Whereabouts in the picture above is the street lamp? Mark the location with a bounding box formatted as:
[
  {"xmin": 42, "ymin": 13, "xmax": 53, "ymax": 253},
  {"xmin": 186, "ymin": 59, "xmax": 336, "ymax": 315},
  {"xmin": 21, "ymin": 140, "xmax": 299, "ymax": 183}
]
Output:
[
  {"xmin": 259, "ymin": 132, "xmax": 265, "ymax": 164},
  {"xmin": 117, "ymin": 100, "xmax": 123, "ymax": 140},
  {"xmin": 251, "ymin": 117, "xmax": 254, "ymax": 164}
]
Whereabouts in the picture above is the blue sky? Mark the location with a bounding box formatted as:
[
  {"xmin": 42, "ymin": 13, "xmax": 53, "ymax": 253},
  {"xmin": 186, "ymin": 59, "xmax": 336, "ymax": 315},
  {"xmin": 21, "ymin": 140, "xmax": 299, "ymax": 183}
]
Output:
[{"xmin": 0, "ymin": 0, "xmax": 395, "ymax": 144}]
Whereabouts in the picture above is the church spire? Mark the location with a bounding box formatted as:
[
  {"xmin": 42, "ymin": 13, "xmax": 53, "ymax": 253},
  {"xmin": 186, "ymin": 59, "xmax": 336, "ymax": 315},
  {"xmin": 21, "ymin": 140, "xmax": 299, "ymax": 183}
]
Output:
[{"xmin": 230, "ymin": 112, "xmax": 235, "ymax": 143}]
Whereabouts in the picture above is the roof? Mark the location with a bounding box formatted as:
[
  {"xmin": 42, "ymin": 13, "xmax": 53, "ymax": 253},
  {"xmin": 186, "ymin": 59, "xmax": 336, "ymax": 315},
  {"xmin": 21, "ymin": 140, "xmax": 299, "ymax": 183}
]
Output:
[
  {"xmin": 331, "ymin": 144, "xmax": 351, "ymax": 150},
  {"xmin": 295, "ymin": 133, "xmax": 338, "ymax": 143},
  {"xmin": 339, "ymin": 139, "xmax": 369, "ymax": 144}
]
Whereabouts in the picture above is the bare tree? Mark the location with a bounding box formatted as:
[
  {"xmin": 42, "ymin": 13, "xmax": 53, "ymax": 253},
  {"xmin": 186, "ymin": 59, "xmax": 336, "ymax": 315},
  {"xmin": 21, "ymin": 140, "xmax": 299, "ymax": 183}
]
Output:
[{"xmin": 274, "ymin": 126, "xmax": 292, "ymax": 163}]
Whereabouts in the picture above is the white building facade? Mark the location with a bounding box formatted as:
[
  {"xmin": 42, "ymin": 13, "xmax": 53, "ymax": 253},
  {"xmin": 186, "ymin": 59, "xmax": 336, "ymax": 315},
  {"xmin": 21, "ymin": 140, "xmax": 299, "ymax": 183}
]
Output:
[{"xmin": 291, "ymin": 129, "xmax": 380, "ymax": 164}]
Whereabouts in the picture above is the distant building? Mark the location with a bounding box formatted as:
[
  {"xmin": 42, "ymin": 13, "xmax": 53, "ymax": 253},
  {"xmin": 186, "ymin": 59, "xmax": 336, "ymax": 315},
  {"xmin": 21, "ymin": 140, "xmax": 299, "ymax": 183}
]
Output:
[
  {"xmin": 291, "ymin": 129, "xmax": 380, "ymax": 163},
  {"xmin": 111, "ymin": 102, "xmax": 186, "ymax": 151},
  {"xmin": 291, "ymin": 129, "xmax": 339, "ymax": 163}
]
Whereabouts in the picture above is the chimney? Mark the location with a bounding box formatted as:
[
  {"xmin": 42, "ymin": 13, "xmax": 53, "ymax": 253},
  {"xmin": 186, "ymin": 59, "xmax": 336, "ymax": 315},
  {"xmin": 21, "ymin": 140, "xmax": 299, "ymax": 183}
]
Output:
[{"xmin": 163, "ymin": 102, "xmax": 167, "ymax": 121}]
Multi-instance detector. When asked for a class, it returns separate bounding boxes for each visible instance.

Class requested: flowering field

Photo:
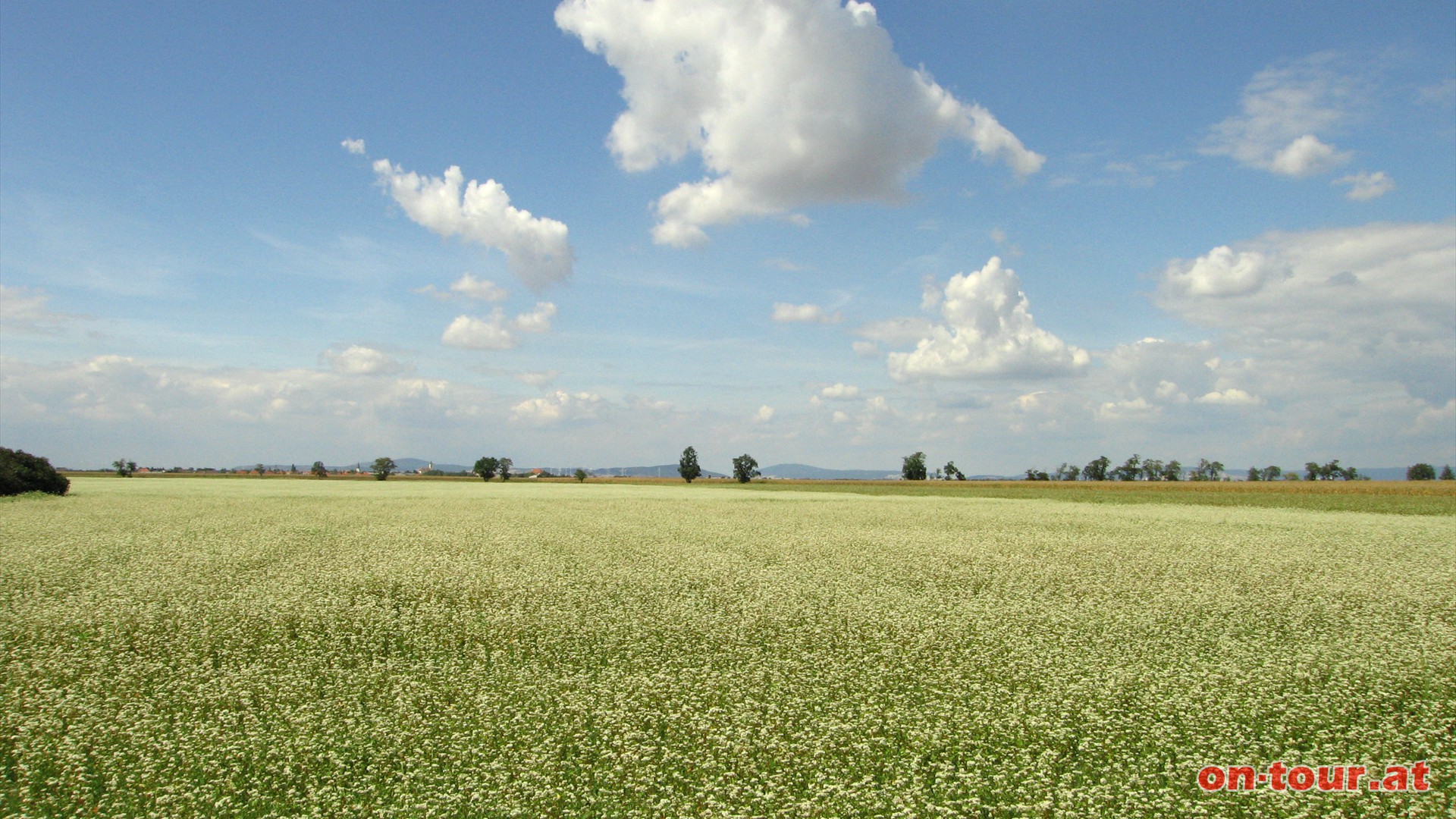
------------------------------------------------------------
要求事項>
上のエントリをすべて書き直し、「Whereabouts」を「Where exactly」に置き換えよ。それ以外は一切変えず、画像は答えに含めないこと。

問題の解答>
Where exactly in the picture above is the street lamp? Mark the location with a bounding box formatted as:
[
  {"xmin": 42, "ymin": 13, "xmax": 53, "ymax": 253},
  {"xmin": 186, "ymin": 59, "xmax": 336, "ymax": 315},
  {"xmin": 21, "ymin": 140, "xmax": 299, "ymax": 183}
]
Output:
[
  {"xmin": 259, "ymin": 132, "xmax": 265, "ymax": 164},
  {"xmin": 117, "ymin": 100, "xmax": 123, "ymax": 140},
  {"xmin": 251, "ymin": 117, "xmax": 254, "ymax": 164}
]
Where exactly in the picture above is the blue sky? Mark the location with a bounding box formatted as:
[
  {"xmin": 42, "ymin": 13, "xmax": 53, "ymax": 253},
  {"xmin": 186, "ymin": 59, "xmax": 336, "ymax": 315},
  {"xmin": 21, "ymin": 140, "xmax": 299, "ymax": 183}
]
Output:
[{"xmin": 0, "ymin": 0, "xmax": 395, "ymax": 144}]
Where exactly in the picture above is the church spire? Mark the location with a bounding box formatted as:
[
  {"xmin": 42, "ymin": 13, "xmax": 53, "ymax": 253},
  {"xmin": 186, "ymin": 59, "xmax": 336, "ymax": 315},
  {"xmin": 21, "ymin": 140, "xmax": 299, "ymax": 183}
]
Output:
[{"xmin": 230, "ymin": 112, "xmax": 235, "ymax": 143}]
Where exactly in the picture above is the roof? Mark the location with a bounding box formatted as:
[
  {"xmin": 42, "ymin": 13, "xmax": 53, "ymax": 253},
  {"xmin": 186, "ymin": 59, "xmax": 336, "ymax": 315},
  {"xmin": 21, "ymin": 140, "xmax": 299, "ymax": 183}
]
Output:
[
  {"xmin": 331, "ymin": 144, "xmax": 351, "ymax": 150},
  {"xmin": 295, "ymin": 133, "xmax": 338, "ymax": 143},
  {"xmin": 339, "ymin": 139, "xmax": 369, "ymax": 144}
]
Where exactly in the picture above is the bare tree? Mark the location with a bounding box formatted as:
[
  {"xmin": 42, "ymin": 13, "xmax": 53, "ymax": 253},
  {"xmin": 186, "ymin": 59, "xmax": 336, "ymax": 315},
  {"xmin": 21, "ymin": 140, "xmax": 299, "ymax": 183}
]
Output:
[{"xmin": 274, "ymin": 126, "xmax": 292, "ymax": 163}]
Where exactly in the picture above is the white building facade? Mark the location with a bounding box formatted as:
[
  {"xmin": 42, "ymin": 13, "xmax": 53, "ymax": 253},
  {"xmin": 186, "ymin": 59, "xmax": 336, "ymax": 315},
  {"xmin": 21, "ymin": 140, "xmax": 299, "ymax": 183}
]
Output:
[{"xmin": 291, "ymin": 129, "xmax": 380, "ymax": 164}]
Where exactly in the picture above is the distant building? Mark the location with a bounding box formatted as:
[
  {"xmin": 42, "ymin": 13, "xmax": 53, "ymax": 253},
  {"xmin": 186, "ymin": 59, "xmax": 336, "ymax": 315},
  {"xmin": 21, "ymin": 140, "xmax": 299, "ymax": 183}
]
Output:
[
  {"xmin": 291, "ymin": 129, "xmax": 380, "ymax": 163},
  {"xmin": 111, "ymin": 102, "xmax": 186, "ymax": 151},
  {"xmin": 291, "ymin": 129, "xmax": 339, "ymax": 163}
]
Where exactly in the picture above is the chimney? Mark the location with a bounding box formatted as:
[
  {"xmin": 42, "ymin": 13, "xmax": 53, "ymax": 253},
  {"xmin": 186, "ymin": 59, "xmax": 336, "ymax": 315},
  {"xmin": 21, "ymin": 140, "xmax": 299, "ymax": 183}
]
Output:
[{"xmin": 163, "ymin": 102, "xmax": 167, "ymax": 121}]
Multi-instance detector. When asked for a class, it returns separate bounding boxes for each visible instance.

Class requested: flowering field

Photo:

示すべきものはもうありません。